Polymerase chain reaction (PCR)-amplified genomic DNA from the parental L. jensenii 1153 and recombinant strain designated L. jensenii 1153-1128 were run on a 2% agarose gel. L. jensenii 1153 shows a 353 bp band corresponding to a region of the minor capsid gene and a 1,824 bp band of the entire minor capsid gene (Fig. 4B). L. jensenii 1153-1128 shows a 1,250 bp band corresponding to a region of the minor capsid gene with the 891 bp band (+6 bp restriction site) cassette insertion. The external primers amplify a 2,721 bp band (1,824 + 891 + 6 bp).

The strain was passaged 40 generations, genomic DNA was extracted, and the cassette was sequenced (not shown). The 40-generation sample was also analyzed by PCR for stability. No changes were noted in the size of the internal and external primer bands 891 and 2,721, respectively, and thus, the L. jensenii 1153-1128 recombinant is genotypically stable. We examined phenotypic stability by performing a carbohydrate utilization profile of parental strain L. jensenii 1153. Both L. jensenii 1153 and L. jensenii 1153-1128 fermented glucose, d-fructose, d-mannose, N-acetylglucosamine, amygdalin, arbutin, wells, salicin, d-cellobiose, d-maltose, d-saccharose, amidon (starch), and gentiobiose wells and hydrolyze esculin ferric citrate (data not show).

We tested growth of the 1153-1128 strain and lactic acid production (pH) and compared them to parental strain L. jensenii 1153. L. jensenii 1153-1128 grew to the same level as the parental strain and reduced pH of the media under aerobic (5% CO₂) and anaerobic growth conditions (Fig. 4C, D).

#### Information shown
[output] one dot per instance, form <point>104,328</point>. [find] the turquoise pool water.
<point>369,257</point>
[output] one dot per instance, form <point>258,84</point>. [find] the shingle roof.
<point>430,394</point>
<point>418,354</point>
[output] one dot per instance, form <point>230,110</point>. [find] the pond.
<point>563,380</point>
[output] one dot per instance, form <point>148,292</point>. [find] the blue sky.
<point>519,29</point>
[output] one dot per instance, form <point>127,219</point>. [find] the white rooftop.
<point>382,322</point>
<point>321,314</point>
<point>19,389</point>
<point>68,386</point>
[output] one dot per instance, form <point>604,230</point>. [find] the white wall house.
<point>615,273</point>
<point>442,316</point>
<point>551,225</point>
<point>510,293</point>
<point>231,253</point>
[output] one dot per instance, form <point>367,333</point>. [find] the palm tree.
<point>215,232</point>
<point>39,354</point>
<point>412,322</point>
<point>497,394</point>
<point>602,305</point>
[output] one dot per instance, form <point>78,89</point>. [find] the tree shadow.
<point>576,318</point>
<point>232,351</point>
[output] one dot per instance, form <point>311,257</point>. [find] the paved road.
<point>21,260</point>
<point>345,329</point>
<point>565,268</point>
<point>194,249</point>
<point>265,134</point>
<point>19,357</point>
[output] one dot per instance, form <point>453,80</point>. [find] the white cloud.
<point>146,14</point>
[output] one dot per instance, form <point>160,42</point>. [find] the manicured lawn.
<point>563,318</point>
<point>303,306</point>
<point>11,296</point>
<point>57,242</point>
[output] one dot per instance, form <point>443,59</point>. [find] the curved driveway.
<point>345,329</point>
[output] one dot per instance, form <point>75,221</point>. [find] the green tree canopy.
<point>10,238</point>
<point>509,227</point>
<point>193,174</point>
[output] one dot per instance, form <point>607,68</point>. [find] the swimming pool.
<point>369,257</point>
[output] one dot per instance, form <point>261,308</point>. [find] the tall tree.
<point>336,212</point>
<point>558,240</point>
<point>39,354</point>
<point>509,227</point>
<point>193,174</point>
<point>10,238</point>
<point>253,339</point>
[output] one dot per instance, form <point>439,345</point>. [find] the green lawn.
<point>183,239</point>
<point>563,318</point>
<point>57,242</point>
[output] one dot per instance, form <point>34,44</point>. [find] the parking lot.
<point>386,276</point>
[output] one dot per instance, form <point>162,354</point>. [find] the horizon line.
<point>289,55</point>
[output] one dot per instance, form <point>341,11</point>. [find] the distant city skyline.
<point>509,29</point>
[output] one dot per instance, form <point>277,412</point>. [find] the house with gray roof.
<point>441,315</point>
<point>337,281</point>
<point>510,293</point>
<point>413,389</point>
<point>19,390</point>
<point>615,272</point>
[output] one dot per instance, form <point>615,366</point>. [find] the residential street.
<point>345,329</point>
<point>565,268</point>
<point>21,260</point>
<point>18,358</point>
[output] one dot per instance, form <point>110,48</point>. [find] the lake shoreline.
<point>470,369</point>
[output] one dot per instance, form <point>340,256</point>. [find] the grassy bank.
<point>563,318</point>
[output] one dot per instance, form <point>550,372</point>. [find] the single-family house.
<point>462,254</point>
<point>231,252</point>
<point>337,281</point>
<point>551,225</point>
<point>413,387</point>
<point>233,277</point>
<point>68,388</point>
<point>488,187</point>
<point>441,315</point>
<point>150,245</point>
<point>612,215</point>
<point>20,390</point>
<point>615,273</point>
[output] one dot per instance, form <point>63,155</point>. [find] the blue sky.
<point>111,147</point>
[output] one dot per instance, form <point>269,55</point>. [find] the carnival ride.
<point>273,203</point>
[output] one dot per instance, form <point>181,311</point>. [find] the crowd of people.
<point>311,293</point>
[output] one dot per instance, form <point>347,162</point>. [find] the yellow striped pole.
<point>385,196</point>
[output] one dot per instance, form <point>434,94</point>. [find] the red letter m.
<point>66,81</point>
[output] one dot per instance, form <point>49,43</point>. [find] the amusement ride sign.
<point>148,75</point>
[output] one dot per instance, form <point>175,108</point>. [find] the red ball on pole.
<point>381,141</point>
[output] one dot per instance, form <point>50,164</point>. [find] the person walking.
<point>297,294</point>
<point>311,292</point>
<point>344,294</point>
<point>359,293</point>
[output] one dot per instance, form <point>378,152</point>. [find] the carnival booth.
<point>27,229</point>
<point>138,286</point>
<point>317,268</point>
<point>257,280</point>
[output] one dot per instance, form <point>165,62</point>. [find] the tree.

#### Task to complete
Extend the passage on the recombinant L. jensenii 1153-1128 strain, picking up after its final sentence.

#### Answer to this task
Discussion

There is a tremendous need for approaches to combat HIV-1 transmission in women of reproductive age. Lactobacilli (including L. jensenii) are important members of the vaginal microbiome, lowering vaginal pH,^31,32 modulating cervicovaginal inflammation,⁹ and providing resistance to HIV infection.³³ We established the feasibility of expressing bioactive anti-HIV-1 antibody fragments from a vaginal strain of L. jensenii and show that these fragments are functional and can be stably expressed from a recombinant L. jensenii. In addition, we confirmed that the recombinant L. jensenii 1153-1128 expressing m36.4 could colonize the rhesus macaque vagina (data not shown).

ScFv-m9 was expressed at lower levels and had lower affinity for FLSC, so it was not pursued. However, the smaller dAbs m36 and m36.4 could be expressed at high levels and thus were more viable for this approach. It is noteworthy to mention that the small dAb fragments m36 and m36.4 can bind the CD4i epitope even without the conformational change that occurs with CD4 binding to gp120.

Previously, several groups have used other commensals to express functional antibody fragments. Early work used the commensal Streptococcus gordonii engineered to produce scFv H6 and an anti-idiotypic scFv with anti-Candida activity.^34,35 S. gordonii was also used to produce Guy's 13 scFv against the caries-producing bacterium Streptococcus mutans.³⁶

Marcotte et al. expressed scFv on the surface of Lactobacillus paracasei against Porphyromonas gingivalis,³⁷ and Kruger et al. used Lactobacillus casei expressing an scFv against S. mutans,³⁸ both approaches reduced dental caries. L. paracasei was used to express an scFv to protect against anthrax edema toxin caused by the bacterium Bacillus anthracis.³⁹ L. casei, L. paracasei, and Lactobacillus rhamnosus GG were engineered to express llama VHH antibody fragments against rotavirus.^40,41 Most recently, Andersen et al. described the use of single dAbs to neutralize Clostridium difficile toxin B.⁴²

Another noteworthy approach is the use of adeno-associated virus (AAV) to deliver broadly neutralizing antibodies.⁴³ While the approach appears to be safe, and the AAV are long lived in the tissue and can secrete antibody persistently, one caveat with this approach is the inability to remove the AAV vector easily, should the need arise. Commensal bacteria (expressing antibodies) can be removed by treatment with an appropriate antibiotic.

Although the idea of expressing antibody fragments in commensals is not new, with the increasing development of antibiotic and antiviral resistance and therefore fewer treatment options for both bacterial and viral infections, new approaches are needed. With a better appreciation of the health benefits provided by commensals as part of the microbiome, perhaps this is an approach whose time has come.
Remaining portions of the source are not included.